## DIRECTIONS
Print every line of the listing exactly, please.

━━━ EXCERPTED RECORDS

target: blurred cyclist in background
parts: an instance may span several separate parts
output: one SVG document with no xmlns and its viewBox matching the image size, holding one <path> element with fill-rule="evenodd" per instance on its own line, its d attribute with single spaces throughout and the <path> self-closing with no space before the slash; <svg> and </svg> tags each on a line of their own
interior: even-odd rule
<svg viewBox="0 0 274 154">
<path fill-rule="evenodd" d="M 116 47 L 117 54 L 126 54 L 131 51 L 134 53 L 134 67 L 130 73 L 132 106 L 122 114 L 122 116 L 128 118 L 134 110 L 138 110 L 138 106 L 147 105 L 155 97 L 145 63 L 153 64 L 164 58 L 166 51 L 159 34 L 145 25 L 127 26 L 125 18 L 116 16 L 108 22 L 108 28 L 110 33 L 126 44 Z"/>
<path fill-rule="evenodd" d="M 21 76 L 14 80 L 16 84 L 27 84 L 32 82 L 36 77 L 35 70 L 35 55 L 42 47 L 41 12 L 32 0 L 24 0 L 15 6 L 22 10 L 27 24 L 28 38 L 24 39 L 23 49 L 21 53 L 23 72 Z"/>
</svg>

━━━━━━

## FINAL ANSWER
target: blurred cyclist in background
parts: an instance may span several separate parts
output: one SVG document with no xmlns and its viewBox matching the image size, holding one <path> element with fill-rule="evenodd" per instance on its own line, its d attribute with single spaces throughout and the <path> self-closing with no space before the slash; <svg> and </svg> tags each on a line of their own
interior: even-odd rule
<svg viewBox="0 0 274 154">
<path fill-rule="evenodd" d="M 116 47 L 117 54 L 126 54 L 131 51 L 134 53 L 134 67 L 130 73 L 132 106 L 122 114 L 122 116 L 128 118 L 134 110 L 138 110 L 138 106 L 147 105 L 155 97 L 145 63 L 153 64 L 164 58 L 166 51 L 159 34 L 145 25 L 127 26 L 125 18 L 116 16 L 108 22 L 108 28 L 110 33 L 126 44 Z"/>
<path fill-rule="evenodd" d="M 21 76 L 14 80 L 16 84 L 27 84 L 32 82 L 36 77 L 35 70 L 35 55 L 42 47 L 41 12 L 32 0 L 24 0 L 15 6 L 22 10 L 27 24 L 28 38 L 24 39 L 23 49 L 21 53 L 23 72 Z"/>
</svg>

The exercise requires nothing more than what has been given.